→ **PROVIDED TEXT**:
- - - - -
Kiko, 11:22
Begin by situating yourself in a place that feels secure and familiar.
Choose a setting where you can rest for the next few minutes without distraction.
You can be seated, or you can lay down.
Find a position that feels comfortable and supported.
As you settle your body, arrive into stillness.
Take a look around the space you are in, noting visual touchpoints that help your mind and body physically map you in the here and now.
Where are you? Anchor yourself in this space.
From this place of visual awareness, you can close your eyes, or take a soft gaze downwards so that your exterior sense of sight can rest, and you can let your visions turn inwards.
Feel the parts of your body that are making contact with the surface below you, and let gravity hold you.
Take a deep breath in through the nose and sigh it out of the mouth, feeling your energy drop down and ground as you exhale.
Try this breath two more times, taking long slow deep breaths in through the nose and releasing with a slow exhale through the mouth. You can encourage any sighs or sounds that may want to be heard through the release on the exhale.
Move into a closed mouth breath that follows your natural cadence.
Let the breath be easeful and smooth.
The in-breath filling and expanding, the out-breath letting go.
As the air enters and exits your body, notice the subtle sound current you create.
The oceanic sound within you, waves rising and falling from within.
Now focus on the soundscape of the space you are in.
Listen with intention.
What can you become aware of?
There are the sounds we hear with our ears, and the sounds we interpret through the body.
What can you hear through the left side of your body?
What can you hear through the right side of your body?
Listen to the sounds you feel through the back body.
Listen to the sounds you feel through the front body.
Listen to the sounds that you receive through the soles of your feet.
Listen to the sounds emanating from the crown of your head.
Open your awareness to listen in all directions.
Listen with your whole body.
Receiving the full spectrum of sounds together, the currents of sound from within and all around you.
Notice the space in between the sounds, the way our breath creates space between the inhale and the exhale.
Listen for the space in between the sounds.
Feel the resting place, the pause.
Take your awareness outwards to the farthest sound you can hear.
What is the faintest sound you can register?
Feel into the larger peripheral soundscape you are a part of.
How wide can you expand your listening?
Receive the full offering of sound with your whole body, the interconnected field of vibration you are a part of.
Notice the rhythms that pulsate, the flow of sensation, everchanging.
Breathe in and receive. Breathe out and release.
Rest in the silence.
Feel your belonging.
Honour your place in this space.
Begin to bring yourself forward, slowly, gently, honouring the practice of deep listening, the space and stillness you have created.
If your eyes are closed you can softly blink them open.
Once again, take a look around your space noticing the way you are seeing, what you are noticing.
Let this practice of attention and awareness guide you through the day.
Kiko, 08:00
Choose a location that is relatively quiet, where you can rest uninterrupted. Create a place to listen from. This can be a couch, bed or soft surface with pillows and blankets. Dim the lights, set the mood, get cozy, and tune in.
- - - - -
→ **RECORDS SUPPLIED**:

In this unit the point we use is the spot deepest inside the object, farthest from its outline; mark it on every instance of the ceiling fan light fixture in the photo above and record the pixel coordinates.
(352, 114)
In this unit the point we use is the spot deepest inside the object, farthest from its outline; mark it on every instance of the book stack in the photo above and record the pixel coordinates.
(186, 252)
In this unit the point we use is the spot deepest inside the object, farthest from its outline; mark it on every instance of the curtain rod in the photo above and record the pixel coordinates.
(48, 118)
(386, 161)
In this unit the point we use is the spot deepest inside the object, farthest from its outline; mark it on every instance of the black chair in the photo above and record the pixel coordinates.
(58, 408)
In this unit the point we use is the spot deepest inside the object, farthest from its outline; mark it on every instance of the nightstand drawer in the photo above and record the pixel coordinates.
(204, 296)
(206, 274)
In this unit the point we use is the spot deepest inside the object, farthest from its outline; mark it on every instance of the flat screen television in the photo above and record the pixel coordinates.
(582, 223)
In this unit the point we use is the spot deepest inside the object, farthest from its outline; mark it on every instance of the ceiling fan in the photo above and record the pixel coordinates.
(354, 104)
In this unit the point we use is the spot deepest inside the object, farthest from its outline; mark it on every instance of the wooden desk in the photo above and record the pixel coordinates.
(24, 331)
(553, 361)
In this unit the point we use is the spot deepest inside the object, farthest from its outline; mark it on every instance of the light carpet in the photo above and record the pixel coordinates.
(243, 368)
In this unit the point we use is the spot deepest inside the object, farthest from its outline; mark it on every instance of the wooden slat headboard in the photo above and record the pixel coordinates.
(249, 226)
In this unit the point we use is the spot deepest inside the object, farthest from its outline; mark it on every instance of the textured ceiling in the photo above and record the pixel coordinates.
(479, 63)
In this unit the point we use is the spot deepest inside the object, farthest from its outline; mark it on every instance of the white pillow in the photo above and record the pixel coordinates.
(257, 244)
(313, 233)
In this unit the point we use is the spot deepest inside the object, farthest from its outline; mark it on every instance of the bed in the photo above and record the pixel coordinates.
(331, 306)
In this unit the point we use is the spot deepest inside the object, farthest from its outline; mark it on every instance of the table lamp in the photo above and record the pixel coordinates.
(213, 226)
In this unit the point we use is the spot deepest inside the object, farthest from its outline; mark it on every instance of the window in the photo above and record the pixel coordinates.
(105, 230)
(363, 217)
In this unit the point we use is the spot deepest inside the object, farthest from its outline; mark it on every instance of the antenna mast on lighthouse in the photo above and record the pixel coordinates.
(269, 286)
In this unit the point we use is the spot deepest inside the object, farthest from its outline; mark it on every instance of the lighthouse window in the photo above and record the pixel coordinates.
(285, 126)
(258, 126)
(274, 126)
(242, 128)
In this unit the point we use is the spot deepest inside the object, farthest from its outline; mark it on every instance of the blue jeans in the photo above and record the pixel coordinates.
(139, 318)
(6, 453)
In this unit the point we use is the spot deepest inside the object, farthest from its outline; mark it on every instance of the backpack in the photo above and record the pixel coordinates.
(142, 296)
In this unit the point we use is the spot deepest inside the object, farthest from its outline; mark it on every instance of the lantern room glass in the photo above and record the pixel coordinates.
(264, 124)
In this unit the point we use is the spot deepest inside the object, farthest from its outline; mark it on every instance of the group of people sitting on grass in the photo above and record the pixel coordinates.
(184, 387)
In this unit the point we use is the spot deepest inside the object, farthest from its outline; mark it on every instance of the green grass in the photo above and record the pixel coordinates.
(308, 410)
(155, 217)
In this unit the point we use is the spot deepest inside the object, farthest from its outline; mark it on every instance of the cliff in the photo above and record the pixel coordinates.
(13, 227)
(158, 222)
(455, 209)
- - - - -
→ **TASK GOAL**:
Quote the part of the meditation script that starts with the words containing "Move into a" and ends with "the back body.". Use only the meditation script to do this.

→ **THE ANSWER**:
Move into a closed mouth breath that follows your natural cadence.
Let the breath be easeful and smooth.
The in-breath filling and expanding, the out-breath letting go.
As the air enters and exits your body, notice the subtle sound current you create.
The oceanic sound within you, waves rising and falling from within.
Now focus on the soundscape of the space you are in.
Listen with intention.
What can you become aware of?
There are the sounds we hear with our ears, and the sounds we interpret through the body.
What can you hear through the left side of your body?
What can you hear through the right side of your body?
Listen to the sounds you feel through the back body.